= Excerpt to read =
- - -
Anatomy of the Back

The spin is made up of thick bones, ligaments and tendons, large muscles and highly sensitive nerves. It is created to hold the torso, protect the spinal cord and nerves, hold the body erect but provide flexibility and be highly mobile.

So if the back is working as designed the spine provides structure, strength, and flexibility. Unfortunately the daily habits of humans has changed drastically over the last few hundred years and our bodies have not had time to adapt this more sedentary lifestyle. If you have a desk job it is imperative that you get up often (once an hour) stretch you body and walk around. By keeping you body confined to a chair you are slowly destroying your body which is designed for movement.

If you are experiencing back pain, you will want to know what the quickest way to relief, what caused the issue, and how to prevent a recurrence.

There are 24 bones/ “vertebrae” that make up the spine (not including the lowest most rigid bones of the spine the sacrum and coccyx). Each vertebrae is assigned a number and a letter (L5 thru C7) Insert “spine 4” picture. The joints (and disk) are named by the two surrounding vertebrae (L4-L5 refers to the joint connecting the two lowest vertebrae of the lumbar region).

Anatomy of the Spine

From top to bottom…


The cervical spine (neck)
This area of the spine is comprised of seven vertebrae (C1-C7).The upper most spin/neck holds the weight of the head and protects the spinal nerves that originate in the brain and radiate down to the rest of the body. Each of these vertebrae get smaller as they move up the spine (closer to the skull). A majority of the rotation of the cervical spine is generated from the top two vertebral joints whereas most of the flexion/extension movement is generated from the bottom two.

Neck pain is typically caused by a muscle, ligament or tendon strain (due to sudden force or straining). These injuries often heal on their own with time and physical therapy.

The thoracic spine (upper back)
The twelve vertebrae in the upper/mid back (T1 – T12) make up the thoracic spine. The attachment of the ribs at each level of the thoracic spine forms the rib-cage unit. The Thoracic spine provides stability and support to the upper back while protecting the vital organs (i.e. lungs and heart).

Injuries in the thoracic spine are not common due to the lack of mobility. Pain in this are is often due to issues with the back or shoulder muscles. t dysfunction in the upper back can produce very noticeable back pain.

The lumbar spine

The lumbar spine consists of 5 vertebrae numbered (L1-L5). The Lumbar region has a difficult job – It must provide for a great range of mobility while supporting the weight of the upper body. The lumbar spine is incredibly strong while protecting the spinal cord and nerves. At the same time, it is flexible enough to provide for motion in many different planes.

The lumbar spine is the most common area for someone to experience back pain. This is easily understood given the difficult functions this area is responsible for.

The Sacral Region

The sacral region of the spine (sacrum) contains a single bone in the adult skeleton that is formed by the fusion of 5 vertebrae during adolescence. The sacrum is a thin, triangular bone found in the lower back between the hip bones.

The Coccygeal region

The coccygeal region of the spine (coccyx) is a single bone formed by the fusion of 4 tiny vertebrae during adolescence. The coccyx is known as the human “tailbone”. The coccyx bears the weight of the body when sitting down and provides attachment points for muscles of the pelvic and gluteal regions.
- - -
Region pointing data
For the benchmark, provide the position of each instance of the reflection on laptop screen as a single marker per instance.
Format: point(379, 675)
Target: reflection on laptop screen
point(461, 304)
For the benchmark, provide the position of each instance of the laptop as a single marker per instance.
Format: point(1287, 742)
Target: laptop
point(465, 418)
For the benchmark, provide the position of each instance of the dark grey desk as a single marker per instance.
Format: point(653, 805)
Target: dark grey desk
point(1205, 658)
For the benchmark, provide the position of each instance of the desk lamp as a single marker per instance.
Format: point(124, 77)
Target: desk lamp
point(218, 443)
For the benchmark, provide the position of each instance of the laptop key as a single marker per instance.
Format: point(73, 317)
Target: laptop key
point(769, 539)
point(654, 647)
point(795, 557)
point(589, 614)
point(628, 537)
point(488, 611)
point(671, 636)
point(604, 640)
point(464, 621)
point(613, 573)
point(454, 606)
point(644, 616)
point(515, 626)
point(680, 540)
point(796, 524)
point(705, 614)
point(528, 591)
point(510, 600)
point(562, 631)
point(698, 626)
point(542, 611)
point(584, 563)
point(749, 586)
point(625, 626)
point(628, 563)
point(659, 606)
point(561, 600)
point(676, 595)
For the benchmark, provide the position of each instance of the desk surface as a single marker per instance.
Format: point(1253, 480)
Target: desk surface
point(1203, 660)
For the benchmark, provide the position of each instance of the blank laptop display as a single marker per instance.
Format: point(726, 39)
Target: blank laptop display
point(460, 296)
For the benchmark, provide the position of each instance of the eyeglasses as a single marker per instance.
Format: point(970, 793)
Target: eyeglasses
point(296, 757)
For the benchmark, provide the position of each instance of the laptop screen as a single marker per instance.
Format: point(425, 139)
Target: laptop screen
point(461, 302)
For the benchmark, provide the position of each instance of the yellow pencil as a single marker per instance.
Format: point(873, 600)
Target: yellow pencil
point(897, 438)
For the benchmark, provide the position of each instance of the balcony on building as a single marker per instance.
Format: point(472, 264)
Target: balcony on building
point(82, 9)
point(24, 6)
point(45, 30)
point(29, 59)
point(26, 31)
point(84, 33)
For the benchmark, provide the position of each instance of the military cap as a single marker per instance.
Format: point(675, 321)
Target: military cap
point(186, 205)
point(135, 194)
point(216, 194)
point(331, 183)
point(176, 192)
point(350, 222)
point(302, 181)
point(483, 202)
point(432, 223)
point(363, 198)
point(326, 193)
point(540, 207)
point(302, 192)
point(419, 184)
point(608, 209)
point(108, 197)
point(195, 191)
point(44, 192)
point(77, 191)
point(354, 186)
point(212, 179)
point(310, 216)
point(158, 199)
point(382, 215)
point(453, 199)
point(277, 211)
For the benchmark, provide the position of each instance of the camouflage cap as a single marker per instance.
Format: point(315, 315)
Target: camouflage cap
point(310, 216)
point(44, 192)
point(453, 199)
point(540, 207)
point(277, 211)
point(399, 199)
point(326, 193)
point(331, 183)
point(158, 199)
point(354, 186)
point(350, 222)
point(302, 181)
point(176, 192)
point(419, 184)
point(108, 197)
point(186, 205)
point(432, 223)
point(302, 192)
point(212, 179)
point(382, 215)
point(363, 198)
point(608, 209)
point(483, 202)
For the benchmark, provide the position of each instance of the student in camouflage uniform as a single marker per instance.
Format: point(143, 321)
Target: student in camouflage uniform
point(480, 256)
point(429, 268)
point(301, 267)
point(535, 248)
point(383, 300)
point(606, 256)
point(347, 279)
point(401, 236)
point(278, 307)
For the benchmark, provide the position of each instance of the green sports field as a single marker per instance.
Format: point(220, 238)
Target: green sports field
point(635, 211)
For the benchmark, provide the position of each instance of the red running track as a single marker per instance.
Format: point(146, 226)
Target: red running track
- - -
= Exercise requirements =
1. In the spine anatomy text, how many vertebrae fuse to form the coccyx?
2. Output, word for word, the portion of the spine anatomy text between "Neck pain is" and "and physical therapy.", inclusive.
Draw only on the spine anatomy text.

= Exercise solutions =
1. Four tiny vertebrae fuse to form the coccyx.

2.
Neck pain is typically caused by a muscle, ligament or tendon strain (due to sudden force or straining). These injuries often heal on their own with time and physical therapy.